SELECTED EXTRACT:
Sore throats, why the dilemma?

BMJ 2003; 326 doi: https://doi.org/10.1136/bmj.326.7392.766/a (Published 05 April 2003) Cite this as: BMJ 2003;326:766
  1. Larry Martel, consultant paediatrician (martel{at}doctors.org.uk)
  1. Warren Children's Centre, Lisburn, Northern Ireland BT28 1LQ

    EDITOR—With reference to the article by Kumar et al, I find it hard to believe that the argument still goes on about the treatment of sore throats.1 If I had the energy I would dig up the articles to support the following statements.

    Firstly, the only probably treatable organism in the throat is streptococcus, virtually all else is viral.

    Secondly, during the second world war the US government decided that the only sensible treatment was to give all troops complaining of a sore throat an injection of penicillin. They were unlikely to complete a 10 day course of antibiotics orally, and the risk of anaphylaxis was less than the risk of a war injury.

    Thirdly, multiple studies show that it is very difficult to get anyone to complete a 10 day course of penicillin.

    Fourthly, drug resistance is on the rise due to overuse of antibiotics.

REQUIRED ACTIONS:
A) In the letter on sore throats, what did the US government decide to do during the second world war?
B) Carry on the letter on sore throats, picking up right after its fourth point.

(Entries taken from a collection)
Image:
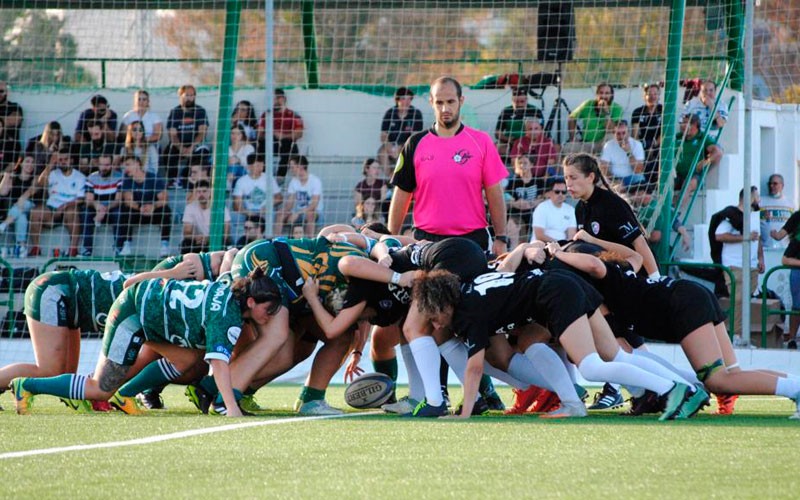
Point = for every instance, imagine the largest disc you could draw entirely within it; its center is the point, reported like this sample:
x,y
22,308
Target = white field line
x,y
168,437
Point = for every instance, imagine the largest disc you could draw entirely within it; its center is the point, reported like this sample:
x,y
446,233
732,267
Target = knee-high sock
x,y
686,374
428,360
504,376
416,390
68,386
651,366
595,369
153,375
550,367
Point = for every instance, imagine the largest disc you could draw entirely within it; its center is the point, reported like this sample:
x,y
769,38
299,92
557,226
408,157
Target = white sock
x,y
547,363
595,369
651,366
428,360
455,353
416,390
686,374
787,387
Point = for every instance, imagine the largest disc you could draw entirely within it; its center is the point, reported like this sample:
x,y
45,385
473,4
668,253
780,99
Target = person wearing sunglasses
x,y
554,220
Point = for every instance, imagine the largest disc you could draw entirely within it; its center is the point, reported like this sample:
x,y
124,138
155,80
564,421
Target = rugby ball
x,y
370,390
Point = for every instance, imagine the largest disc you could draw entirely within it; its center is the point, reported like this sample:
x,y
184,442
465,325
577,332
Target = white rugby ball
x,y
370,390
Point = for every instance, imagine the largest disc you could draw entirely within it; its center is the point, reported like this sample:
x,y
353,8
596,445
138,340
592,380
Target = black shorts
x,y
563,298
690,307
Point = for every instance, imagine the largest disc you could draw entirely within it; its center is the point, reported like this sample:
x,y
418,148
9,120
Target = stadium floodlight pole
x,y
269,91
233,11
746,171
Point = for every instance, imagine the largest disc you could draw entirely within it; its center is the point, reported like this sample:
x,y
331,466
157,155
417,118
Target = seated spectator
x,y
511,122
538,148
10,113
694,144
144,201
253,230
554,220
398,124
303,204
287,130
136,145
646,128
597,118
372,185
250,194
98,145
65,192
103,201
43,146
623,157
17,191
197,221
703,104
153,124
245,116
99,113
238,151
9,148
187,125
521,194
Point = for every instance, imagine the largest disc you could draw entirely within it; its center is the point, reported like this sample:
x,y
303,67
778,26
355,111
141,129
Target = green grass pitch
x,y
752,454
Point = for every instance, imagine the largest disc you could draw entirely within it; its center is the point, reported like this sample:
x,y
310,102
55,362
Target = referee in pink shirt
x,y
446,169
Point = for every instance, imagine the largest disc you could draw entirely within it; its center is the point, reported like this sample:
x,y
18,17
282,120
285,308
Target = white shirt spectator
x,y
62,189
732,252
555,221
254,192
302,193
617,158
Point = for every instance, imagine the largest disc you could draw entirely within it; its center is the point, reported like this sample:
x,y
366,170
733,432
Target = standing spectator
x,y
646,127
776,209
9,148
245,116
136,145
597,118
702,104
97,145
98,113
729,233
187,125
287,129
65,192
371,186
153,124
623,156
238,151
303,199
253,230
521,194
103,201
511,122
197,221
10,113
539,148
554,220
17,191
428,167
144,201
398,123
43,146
...
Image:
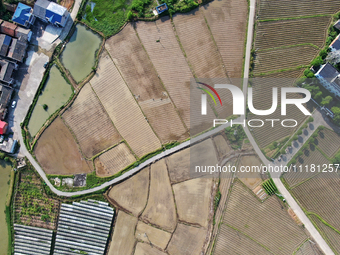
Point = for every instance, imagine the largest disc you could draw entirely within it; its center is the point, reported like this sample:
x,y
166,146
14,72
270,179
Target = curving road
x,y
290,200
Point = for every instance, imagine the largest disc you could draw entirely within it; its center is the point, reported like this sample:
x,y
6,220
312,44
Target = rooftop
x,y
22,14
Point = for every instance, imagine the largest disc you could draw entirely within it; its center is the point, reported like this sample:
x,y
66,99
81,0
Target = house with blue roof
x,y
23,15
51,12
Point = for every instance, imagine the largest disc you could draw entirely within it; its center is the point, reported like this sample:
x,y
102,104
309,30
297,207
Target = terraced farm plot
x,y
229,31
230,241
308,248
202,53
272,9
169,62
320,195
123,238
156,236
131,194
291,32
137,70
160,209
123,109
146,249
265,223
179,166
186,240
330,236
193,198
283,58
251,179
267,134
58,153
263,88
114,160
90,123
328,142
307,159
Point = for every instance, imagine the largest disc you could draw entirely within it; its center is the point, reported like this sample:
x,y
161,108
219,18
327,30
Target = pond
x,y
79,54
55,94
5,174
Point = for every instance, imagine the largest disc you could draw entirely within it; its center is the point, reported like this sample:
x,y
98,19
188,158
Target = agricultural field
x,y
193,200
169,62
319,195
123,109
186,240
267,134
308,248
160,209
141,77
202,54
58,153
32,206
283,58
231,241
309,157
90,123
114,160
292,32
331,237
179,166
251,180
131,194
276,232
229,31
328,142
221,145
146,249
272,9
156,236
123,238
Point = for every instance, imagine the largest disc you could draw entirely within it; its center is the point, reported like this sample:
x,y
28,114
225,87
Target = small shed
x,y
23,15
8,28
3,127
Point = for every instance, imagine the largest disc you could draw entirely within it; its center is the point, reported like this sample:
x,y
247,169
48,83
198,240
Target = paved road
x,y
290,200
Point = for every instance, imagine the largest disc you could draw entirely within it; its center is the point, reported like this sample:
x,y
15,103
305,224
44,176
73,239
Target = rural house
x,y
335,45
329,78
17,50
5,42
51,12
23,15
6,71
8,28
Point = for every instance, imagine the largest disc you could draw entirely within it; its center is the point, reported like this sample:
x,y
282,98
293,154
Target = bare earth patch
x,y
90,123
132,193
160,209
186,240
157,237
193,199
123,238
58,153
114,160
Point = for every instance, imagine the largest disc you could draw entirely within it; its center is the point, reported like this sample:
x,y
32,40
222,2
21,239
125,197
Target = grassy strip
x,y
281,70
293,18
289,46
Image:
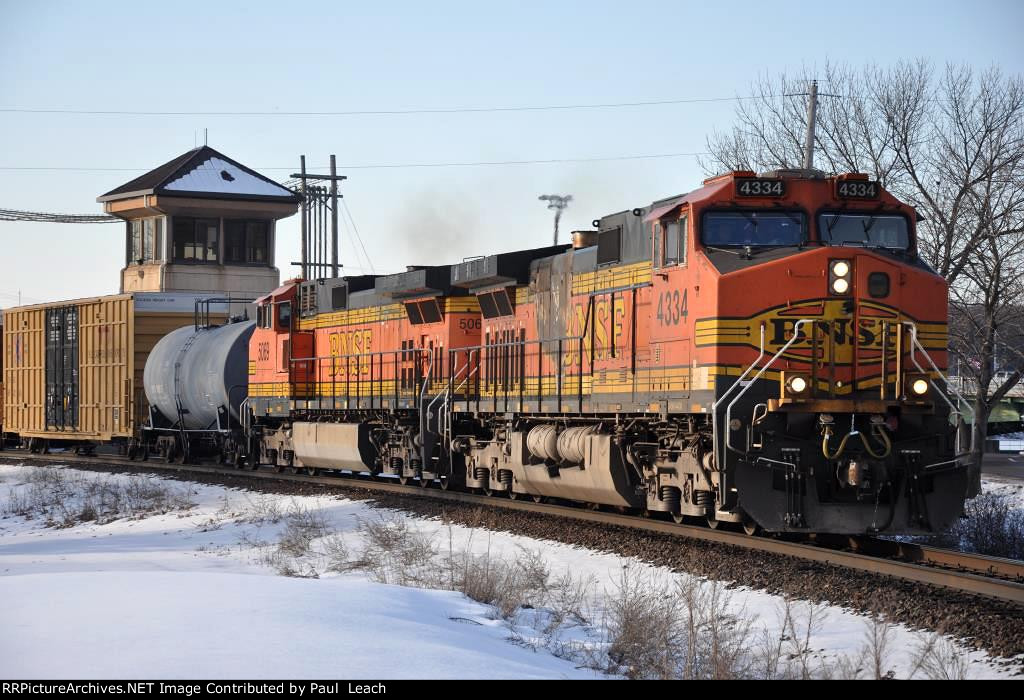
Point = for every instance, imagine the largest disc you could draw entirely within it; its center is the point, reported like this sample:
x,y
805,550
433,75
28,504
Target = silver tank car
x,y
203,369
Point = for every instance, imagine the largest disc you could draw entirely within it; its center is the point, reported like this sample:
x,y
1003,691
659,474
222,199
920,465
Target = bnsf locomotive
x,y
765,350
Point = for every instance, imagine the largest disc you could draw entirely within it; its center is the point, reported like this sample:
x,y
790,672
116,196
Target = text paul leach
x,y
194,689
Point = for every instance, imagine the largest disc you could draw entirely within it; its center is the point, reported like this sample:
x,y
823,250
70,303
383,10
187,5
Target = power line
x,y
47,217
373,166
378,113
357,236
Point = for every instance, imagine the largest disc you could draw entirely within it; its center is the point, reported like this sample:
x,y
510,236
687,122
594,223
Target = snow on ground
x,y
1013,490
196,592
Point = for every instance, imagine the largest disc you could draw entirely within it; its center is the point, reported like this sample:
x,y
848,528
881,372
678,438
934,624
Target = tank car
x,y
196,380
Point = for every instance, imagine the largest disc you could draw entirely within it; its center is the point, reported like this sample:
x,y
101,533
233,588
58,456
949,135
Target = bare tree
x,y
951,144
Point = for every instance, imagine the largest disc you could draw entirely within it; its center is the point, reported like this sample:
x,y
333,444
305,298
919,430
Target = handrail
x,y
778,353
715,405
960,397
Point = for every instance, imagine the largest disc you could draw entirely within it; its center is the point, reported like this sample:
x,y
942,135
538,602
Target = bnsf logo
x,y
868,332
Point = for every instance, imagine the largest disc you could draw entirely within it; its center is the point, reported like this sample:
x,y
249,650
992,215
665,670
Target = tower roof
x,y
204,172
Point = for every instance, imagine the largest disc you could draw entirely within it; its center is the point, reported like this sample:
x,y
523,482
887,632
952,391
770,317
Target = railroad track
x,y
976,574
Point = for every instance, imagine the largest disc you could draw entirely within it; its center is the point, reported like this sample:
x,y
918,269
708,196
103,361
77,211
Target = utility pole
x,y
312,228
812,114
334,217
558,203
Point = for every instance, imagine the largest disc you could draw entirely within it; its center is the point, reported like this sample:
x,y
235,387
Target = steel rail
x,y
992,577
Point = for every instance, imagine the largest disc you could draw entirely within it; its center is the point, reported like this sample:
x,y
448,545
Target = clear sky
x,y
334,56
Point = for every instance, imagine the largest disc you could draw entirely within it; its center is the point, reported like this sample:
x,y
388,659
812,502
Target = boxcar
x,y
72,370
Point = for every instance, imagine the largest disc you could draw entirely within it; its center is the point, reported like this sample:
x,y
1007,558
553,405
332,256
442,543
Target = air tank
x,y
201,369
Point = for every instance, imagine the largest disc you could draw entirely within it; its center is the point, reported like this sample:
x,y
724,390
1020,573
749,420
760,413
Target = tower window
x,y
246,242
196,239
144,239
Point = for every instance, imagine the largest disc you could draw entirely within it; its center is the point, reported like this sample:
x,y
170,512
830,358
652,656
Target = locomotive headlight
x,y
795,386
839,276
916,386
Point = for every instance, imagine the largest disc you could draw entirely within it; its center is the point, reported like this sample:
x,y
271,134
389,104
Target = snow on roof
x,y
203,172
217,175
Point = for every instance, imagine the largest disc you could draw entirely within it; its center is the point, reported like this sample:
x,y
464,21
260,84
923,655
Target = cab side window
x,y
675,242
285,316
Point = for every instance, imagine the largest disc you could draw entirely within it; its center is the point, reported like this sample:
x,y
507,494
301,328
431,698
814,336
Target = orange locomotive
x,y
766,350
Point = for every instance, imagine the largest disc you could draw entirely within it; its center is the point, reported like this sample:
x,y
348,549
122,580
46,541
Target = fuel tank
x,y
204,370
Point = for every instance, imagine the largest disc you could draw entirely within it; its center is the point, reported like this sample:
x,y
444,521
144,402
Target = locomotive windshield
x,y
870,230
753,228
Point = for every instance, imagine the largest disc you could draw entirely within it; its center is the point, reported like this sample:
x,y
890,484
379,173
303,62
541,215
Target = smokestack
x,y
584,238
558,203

WRITTEN RESPONSES:
A) It decided to give every soldier who complained of a sore throat an injection of penicillin.

B)
    Fifthly, rapid tests for streptococci have been available for over 10 years. They can give reliable results within minutes and have been standard practice in the United States for ages but very unpopular with UK authorities. Could it be because the penicillin is cheaper than the test?

    Sixthly, there is only weak evidence that treating strep throat with antibiotics hastens resolution of symptoms, but we would like to believe that it will reduce the presence of secondary complications such as rheumatic fever and quinsy (but not glomerulonephritis).

    If you are determined to reduce the overuse of antibiotics either do a culture and wait 24–48 hours to treat positive results or do a rapid strep test and treat patients whose results are positive. Either strategy will prevent complications and would be equally efficacious in relieving symptoms. In the developing world or inner cities, where only relatively ill patients come to the doctor and compliance is difficult, an injection of penicillin or short course of azithromycin is sensible. Once the patients realise that the complaint of sore throat is greeted with an injection they will be very judicious of their use of the doctor's services.


    • Competing interests None declared.